start
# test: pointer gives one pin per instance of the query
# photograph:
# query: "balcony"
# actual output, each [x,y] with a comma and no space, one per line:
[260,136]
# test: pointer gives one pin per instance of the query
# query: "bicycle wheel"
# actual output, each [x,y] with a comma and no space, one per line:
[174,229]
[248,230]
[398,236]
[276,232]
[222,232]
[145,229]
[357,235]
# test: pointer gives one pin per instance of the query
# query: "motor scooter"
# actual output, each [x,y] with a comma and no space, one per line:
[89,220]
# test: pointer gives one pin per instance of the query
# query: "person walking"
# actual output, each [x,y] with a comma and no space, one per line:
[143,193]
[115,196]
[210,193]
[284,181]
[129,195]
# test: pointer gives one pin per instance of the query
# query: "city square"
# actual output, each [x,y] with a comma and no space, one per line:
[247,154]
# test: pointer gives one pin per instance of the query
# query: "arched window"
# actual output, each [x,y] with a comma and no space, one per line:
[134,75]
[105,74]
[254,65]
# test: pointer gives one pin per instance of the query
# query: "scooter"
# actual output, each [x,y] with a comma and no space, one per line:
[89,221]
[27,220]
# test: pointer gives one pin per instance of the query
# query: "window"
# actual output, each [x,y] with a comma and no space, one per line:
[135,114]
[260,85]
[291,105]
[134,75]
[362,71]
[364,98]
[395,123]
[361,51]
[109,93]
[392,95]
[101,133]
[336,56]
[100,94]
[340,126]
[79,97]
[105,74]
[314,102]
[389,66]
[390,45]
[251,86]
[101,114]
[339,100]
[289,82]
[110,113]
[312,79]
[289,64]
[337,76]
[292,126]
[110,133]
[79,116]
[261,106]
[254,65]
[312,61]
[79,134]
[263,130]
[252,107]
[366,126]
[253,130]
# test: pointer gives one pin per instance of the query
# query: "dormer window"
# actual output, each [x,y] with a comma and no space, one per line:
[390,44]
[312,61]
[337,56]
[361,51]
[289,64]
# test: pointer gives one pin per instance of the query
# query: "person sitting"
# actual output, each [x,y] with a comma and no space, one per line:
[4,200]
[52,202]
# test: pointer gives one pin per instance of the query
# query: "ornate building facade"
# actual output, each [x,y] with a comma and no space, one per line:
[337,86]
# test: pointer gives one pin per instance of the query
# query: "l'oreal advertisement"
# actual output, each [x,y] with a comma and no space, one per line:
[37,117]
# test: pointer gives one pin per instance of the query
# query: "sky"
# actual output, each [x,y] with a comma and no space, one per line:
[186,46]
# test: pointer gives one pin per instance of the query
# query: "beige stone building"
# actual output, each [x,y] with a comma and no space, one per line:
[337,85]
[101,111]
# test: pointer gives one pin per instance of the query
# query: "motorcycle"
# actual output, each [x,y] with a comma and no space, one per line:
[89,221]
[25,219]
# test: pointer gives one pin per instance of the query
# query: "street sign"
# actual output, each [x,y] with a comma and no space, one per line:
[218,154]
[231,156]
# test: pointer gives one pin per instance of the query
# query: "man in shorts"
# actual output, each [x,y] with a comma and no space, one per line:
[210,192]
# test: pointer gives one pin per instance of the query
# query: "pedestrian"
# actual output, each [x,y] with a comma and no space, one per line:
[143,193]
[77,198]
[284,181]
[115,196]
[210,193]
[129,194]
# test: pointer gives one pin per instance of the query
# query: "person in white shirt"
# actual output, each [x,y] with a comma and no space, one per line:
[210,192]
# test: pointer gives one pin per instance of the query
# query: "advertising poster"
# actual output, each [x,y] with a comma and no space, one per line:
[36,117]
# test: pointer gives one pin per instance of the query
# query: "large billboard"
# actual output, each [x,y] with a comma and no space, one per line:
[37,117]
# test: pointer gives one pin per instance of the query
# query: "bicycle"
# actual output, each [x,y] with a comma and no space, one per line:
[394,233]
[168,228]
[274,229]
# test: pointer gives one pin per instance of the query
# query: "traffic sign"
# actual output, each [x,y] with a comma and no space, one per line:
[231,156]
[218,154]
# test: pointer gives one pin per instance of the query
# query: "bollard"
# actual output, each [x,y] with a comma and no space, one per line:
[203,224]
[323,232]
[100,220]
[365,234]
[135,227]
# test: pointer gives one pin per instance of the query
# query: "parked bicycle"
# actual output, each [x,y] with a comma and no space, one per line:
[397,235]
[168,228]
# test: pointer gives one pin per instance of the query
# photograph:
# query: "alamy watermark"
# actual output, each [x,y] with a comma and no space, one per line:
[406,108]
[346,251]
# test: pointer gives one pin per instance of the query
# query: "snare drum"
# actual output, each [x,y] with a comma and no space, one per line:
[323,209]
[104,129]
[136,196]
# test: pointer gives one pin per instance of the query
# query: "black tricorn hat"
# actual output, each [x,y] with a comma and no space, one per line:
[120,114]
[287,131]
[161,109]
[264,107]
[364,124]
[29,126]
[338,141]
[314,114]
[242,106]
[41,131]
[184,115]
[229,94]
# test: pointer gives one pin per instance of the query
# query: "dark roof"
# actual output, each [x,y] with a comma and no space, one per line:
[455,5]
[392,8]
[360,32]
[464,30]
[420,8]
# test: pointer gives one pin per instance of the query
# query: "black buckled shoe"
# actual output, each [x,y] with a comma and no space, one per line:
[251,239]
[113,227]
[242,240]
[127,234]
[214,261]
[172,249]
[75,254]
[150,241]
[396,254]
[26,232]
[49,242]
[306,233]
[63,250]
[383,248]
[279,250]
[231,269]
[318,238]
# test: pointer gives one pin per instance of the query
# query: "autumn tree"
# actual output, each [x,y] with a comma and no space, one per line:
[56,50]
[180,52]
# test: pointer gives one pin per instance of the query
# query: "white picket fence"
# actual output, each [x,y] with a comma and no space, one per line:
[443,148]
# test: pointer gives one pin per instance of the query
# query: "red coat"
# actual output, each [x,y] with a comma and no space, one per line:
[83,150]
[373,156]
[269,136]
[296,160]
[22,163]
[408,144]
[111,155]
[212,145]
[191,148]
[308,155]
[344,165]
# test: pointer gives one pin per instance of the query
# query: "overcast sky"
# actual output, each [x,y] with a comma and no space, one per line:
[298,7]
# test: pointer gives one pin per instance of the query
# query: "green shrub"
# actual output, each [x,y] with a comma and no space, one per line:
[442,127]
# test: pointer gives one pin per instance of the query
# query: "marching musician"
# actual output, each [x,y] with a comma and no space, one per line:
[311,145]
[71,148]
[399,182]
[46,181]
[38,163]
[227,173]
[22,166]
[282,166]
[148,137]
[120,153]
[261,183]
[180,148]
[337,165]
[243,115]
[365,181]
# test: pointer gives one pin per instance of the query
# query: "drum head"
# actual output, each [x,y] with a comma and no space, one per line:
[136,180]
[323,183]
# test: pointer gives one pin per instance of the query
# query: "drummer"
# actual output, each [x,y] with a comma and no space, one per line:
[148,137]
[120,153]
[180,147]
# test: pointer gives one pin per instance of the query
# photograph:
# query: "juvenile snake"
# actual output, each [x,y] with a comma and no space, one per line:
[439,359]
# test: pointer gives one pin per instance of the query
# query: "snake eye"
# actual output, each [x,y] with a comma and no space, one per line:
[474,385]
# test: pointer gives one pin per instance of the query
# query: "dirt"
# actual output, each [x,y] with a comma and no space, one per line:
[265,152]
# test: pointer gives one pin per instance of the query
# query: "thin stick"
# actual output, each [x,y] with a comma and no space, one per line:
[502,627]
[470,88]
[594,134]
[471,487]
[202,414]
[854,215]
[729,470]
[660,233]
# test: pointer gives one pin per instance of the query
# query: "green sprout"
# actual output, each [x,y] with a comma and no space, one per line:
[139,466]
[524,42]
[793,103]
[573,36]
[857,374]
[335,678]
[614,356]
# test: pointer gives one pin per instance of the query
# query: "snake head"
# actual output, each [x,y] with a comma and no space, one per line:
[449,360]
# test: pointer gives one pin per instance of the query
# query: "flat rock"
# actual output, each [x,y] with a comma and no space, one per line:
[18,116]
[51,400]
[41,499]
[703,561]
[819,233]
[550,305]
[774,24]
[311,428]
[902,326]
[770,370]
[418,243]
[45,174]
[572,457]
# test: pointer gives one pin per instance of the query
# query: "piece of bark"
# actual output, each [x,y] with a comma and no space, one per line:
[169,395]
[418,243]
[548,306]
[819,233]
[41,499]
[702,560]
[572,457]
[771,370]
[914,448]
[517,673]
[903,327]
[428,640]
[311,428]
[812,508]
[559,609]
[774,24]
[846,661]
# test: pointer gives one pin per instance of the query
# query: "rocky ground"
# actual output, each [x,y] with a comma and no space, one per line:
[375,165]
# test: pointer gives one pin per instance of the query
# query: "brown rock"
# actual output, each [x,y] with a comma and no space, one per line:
end
- DESCRIPTION OF THE TASK:
Show every line of the records above that contains the word "building", with case counting.

- RESULT BELOW:
# query: "ornate building facade"
# query: "beige stone building"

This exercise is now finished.